Records from a data source:
|---|
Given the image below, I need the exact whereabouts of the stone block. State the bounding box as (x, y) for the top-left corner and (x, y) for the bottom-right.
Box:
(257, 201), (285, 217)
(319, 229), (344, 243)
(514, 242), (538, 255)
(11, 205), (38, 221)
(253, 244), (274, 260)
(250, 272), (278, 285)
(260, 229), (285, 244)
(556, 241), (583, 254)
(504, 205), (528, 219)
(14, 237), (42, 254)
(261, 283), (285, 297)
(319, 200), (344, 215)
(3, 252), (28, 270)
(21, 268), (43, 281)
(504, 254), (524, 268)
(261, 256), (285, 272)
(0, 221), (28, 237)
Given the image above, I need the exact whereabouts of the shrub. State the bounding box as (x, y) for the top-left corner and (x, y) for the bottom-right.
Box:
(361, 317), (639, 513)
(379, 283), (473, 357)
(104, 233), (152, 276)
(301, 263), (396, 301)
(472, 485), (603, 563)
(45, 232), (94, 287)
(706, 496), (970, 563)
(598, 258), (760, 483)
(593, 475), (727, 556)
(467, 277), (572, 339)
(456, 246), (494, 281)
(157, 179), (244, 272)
|---|
What you should do ▸ Copy all of the lines above word for word.

Response ▸
Given the image below, I need the exact whereabouts of the stone block. State the bounding box as (x, y) for the top-left corner and (x, y) for the bottom-right.
Box:
(257, 201), (285, 217)
(319, 229), (344, 243)
(514, 242), (538, 255)
(11, 205), (38, 221)
(253, 244), (274, 260)
(250, 272), (278, 285)
(260, 229), (285, 244)
(556, 241), (583, 254)
(504, 205), (528, 219)
(14, 237), (42, 254)
(261, 283), (285, 297)
(319, 200), (344, 215)
(3, 252), (28, 270)
(21, 268), (43, 281)
(504, 254), (524, 268)
(261, 256), (285, 272)
(0, 221), (28, 237)
Given the image above, I need the exact whereabouts of the shrub. State the bounding box as (x, y) for the top-left corner and (x, y) for the bottom-right.
Box:
(361, 317), (639, 513)
(379, 283), (473, 357)
(104, 233), (152, 276)
(301, 263), (396, 301)
(472, 485), (603, 563)
(45, 232), (94, 287)
(706, 496), (970, 563)
(598, 258), (760, 483)
(593, 475), (727, 556)
(467, 277), (572, 339)
(456, 246), (494, 281)
(157, 179), (244, 272)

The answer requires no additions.